Work to complete:
Tally how many lines of the records contain the string "glove", treating uppercase and lowercase as different, and give only that number.

Records supplied:
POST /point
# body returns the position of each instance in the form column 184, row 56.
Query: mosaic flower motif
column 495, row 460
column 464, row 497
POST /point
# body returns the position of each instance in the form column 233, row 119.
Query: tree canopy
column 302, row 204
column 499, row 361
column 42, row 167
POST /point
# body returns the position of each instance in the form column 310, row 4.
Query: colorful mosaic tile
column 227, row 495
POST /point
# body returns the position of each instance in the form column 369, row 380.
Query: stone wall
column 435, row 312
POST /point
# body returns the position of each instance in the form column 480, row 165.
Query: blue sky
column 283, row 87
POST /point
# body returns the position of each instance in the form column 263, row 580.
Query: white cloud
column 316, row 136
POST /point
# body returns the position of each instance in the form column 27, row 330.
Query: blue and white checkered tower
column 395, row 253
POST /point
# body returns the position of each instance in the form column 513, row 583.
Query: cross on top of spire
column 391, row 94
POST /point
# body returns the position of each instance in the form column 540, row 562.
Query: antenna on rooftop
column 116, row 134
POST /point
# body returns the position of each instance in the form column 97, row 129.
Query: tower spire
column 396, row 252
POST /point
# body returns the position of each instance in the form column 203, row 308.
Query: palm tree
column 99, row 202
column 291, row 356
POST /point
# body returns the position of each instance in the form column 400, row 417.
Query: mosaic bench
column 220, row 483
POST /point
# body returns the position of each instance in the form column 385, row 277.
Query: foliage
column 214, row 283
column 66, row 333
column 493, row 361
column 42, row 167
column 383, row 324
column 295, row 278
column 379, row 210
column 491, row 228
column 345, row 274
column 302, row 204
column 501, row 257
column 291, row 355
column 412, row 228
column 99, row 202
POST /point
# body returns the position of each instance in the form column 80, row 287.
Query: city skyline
==
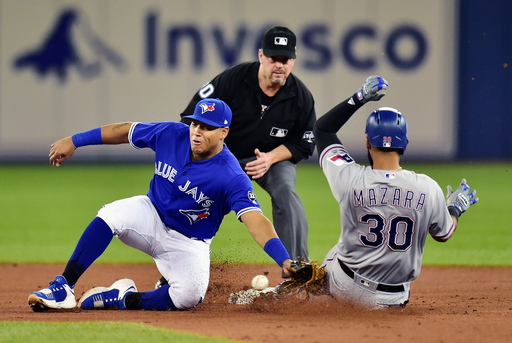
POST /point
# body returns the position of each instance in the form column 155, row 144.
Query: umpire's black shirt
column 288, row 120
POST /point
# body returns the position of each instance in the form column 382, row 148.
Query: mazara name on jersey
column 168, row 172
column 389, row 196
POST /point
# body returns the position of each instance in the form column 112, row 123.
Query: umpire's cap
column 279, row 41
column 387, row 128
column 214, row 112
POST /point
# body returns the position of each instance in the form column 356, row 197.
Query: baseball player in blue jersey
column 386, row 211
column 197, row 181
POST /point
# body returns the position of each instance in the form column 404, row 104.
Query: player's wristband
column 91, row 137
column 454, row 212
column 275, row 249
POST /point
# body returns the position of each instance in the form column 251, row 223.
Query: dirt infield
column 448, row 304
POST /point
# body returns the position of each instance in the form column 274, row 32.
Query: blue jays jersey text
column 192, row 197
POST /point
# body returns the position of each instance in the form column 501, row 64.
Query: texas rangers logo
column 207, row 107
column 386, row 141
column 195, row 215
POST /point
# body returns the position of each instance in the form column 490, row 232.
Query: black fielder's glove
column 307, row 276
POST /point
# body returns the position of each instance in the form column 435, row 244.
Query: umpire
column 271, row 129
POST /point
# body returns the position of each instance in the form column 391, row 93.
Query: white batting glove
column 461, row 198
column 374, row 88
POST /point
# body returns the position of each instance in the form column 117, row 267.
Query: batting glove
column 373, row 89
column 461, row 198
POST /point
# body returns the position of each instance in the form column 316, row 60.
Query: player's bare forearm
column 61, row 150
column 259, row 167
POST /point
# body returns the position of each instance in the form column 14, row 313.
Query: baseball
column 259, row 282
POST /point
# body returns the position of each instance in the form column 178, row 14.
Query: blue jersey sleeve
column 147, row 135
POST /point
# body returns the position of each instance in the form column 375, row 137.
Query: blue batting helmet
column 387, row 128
--
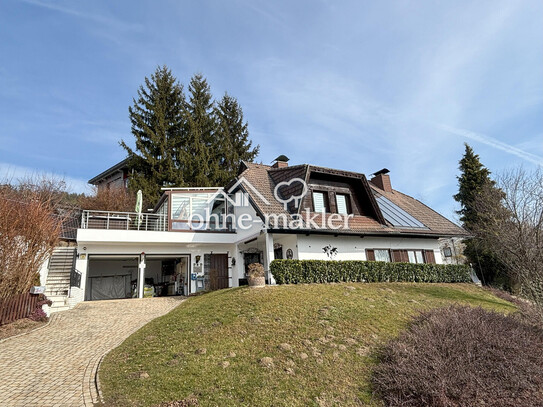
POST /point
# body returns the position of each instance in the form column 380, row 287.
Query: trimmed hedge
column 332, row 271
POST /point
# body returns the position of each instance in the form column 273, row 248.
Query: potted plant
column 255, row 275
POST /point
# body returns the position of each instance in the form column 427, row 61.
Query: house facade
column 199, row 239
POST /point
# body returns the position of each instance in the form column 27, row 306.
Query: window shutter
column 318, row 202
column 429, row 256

The reply:
3